(Text segment):
· · ·
A few more objectives that might be important for the Security Essentials:

   - Stealth mode browsing
   - Configuring and using system monitoring
   - Configuring monitoring alerts
   - Resource isolation (even for end users - using throwaway email
   accounts, for instance)

How could the cert be made more practical and less theoretical? Given that
it's meant to be OS-neutral, that can get tricky. But perhaps you could
require general domain knowledge (the common, underlying principles of
firewalls and NACLs, for instance) and allow trainers to use whatever tools
they like to teach them (AWS EC2 security groups, for instance). Wherever
cross-platform tools are available (nmap, Wireshark...), they, of course,
could be required.
Any thoughts?
David Clinton

On Fri, Jun 21, 2019 at 12:14 PM Bryan Smith <[email protected]> wrote:

>
>
> On Fri, Jun 21, 2019 at 9:53 AM DB Clinton <[email protected]> wrote:
>
>>
>>    - Similarly, we could add awareness of authentication solutions like
>>    FreeRADIUS, LDAP, and AD.
>>
>> I'd counter that, Security-wise, people need to be aware that AD (2016+
> **) with SSSD, Winbind and 'free [beer] connectors' are _Security
> Findings_, as IETF RFC2307bis POSIX attributes are locally enumerated and
> _not_ stored/controlled centrally.
>
> Either they need to ...
· · ·
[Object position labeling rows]

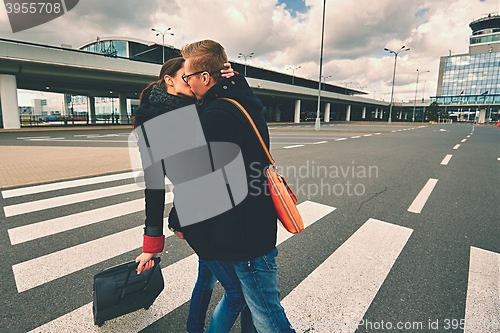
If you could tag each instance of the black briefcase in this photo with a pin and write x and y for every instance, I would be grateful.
(120, 290)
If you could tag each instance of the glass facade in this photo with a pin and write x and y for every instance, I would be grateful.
(471, 79)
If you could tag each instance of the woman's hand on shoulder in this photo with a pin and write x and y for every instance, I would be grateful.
(145, 261)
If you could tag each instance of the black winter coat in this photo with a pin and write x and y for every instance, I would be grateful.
(249, 229)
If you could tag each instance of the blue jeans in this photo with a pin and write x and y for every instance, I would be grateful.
(229, 307)
(259, 283)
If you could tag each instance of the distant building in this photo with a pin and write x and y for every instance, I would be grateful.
(469, 84)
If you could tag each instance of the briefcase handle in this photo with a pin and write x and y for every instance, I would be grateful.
(132, 266)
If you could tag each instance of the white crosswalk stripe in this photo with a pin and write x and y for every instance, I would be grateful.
(68, 222)
(482, 308)
(349, 279)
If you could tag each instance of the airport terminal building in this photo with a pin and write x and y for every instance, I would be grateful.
(469, 84)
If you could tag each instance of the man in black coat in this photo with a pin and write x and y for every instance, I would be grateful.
(242, 239)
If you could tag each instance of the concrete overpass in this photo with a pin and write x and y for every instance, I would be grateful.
(61, 70)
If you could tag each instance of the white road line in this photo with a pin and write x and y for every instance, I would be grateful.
(53, 226)
(63, 185)
(446, 159)
(296, 146)
(482, 305)
(342, 288)
(57, 264)
(34, 206)
(49, 139)
(421, 199)
(179, 281)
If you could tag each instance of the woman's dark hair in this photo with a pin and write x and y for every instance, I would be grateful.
(170, 67)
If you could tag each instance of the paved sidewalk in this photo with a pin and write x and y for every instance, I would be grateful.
(24, 165)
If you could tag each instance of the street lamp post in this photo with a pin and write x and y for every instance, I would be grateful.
(245, 56)
(293, 71)
(423, 92)
(317, 123)
(162, 33)
(324, 81)
(394, 77)
(415, 100)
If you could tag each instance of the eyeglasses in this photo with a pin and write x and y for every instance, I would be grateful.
(186, 77)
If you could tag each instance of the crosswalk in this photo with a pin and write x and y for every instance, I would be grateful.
(350, 277)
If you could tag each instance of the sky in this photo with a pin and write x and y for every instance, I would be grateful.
(287, 33)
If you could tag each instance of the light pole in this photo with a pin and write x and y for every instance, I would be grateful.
(415, 100)
(162, 33)
(293, 71)
(345, 84)
(245, 56)
(317, 123)
(394, 77)
(324, 81)
(423, 92)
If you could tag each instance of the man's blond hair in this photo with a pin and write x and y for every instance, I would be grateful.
(206, 55)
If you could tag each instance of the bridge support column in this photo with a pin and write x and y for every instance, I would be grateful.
(327, 113)
(296, 118)
(123, 110)
(92, 109)
(9, 108)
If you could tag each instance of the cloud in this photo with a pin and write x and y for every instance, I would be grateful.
(356, 33)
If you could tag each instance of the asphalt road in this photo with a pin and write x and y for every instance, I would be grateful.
(366, 258)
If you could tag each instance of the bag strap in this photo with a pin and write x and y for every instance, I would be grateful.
(257, 133)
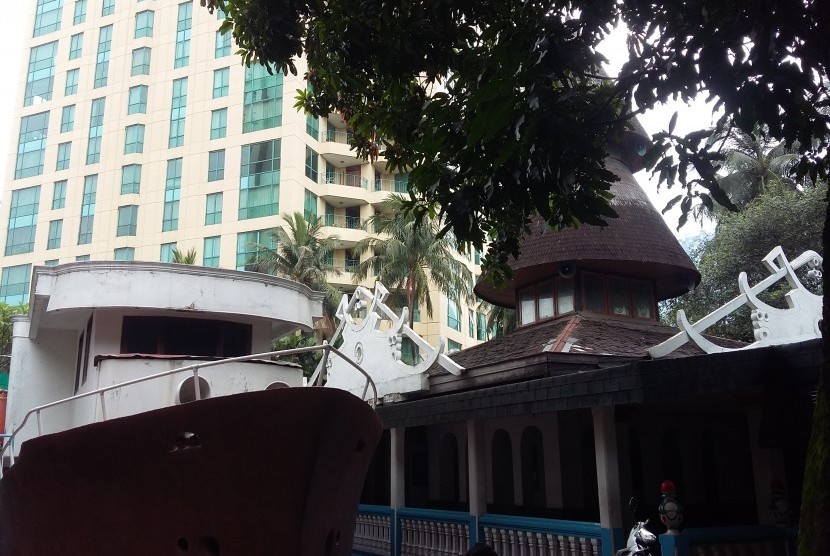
· · ·
(Tasks):
A - Which cross-platform tools does the Security Essentials email name as ones that could be required?
B - Write what comes next in the Security Essentials email.

(Written answers):
A - nmap and Wireshark

B -
>
> A) buy proprietary connectors -- which is what proprietary vendors do,
> they offer 'free' then 'bait'n switch' when it's a Security Finding -- and
> those are costly (and often modify AD schema), or ...
>
> B) go IPA which offers an AD Forest Trust**
>
> We should _never_ cover AD itself (again, 2016+ **), and any 'awareness'
> should be of how proprietary vendors 'get in the door' and how IPA is the
> 'way out' of costly 'vendor locking' for most companies.
>
> Many solutions that support AD (AD-LDAP/AD-modified MIT Kerberos) also
> support IPA (389-LDAP/MIT Kerberos) as well, as it acts similarly, only
> storing IETF RFC2307bis POSIX attributes natively instead of NT SAM
> attributes.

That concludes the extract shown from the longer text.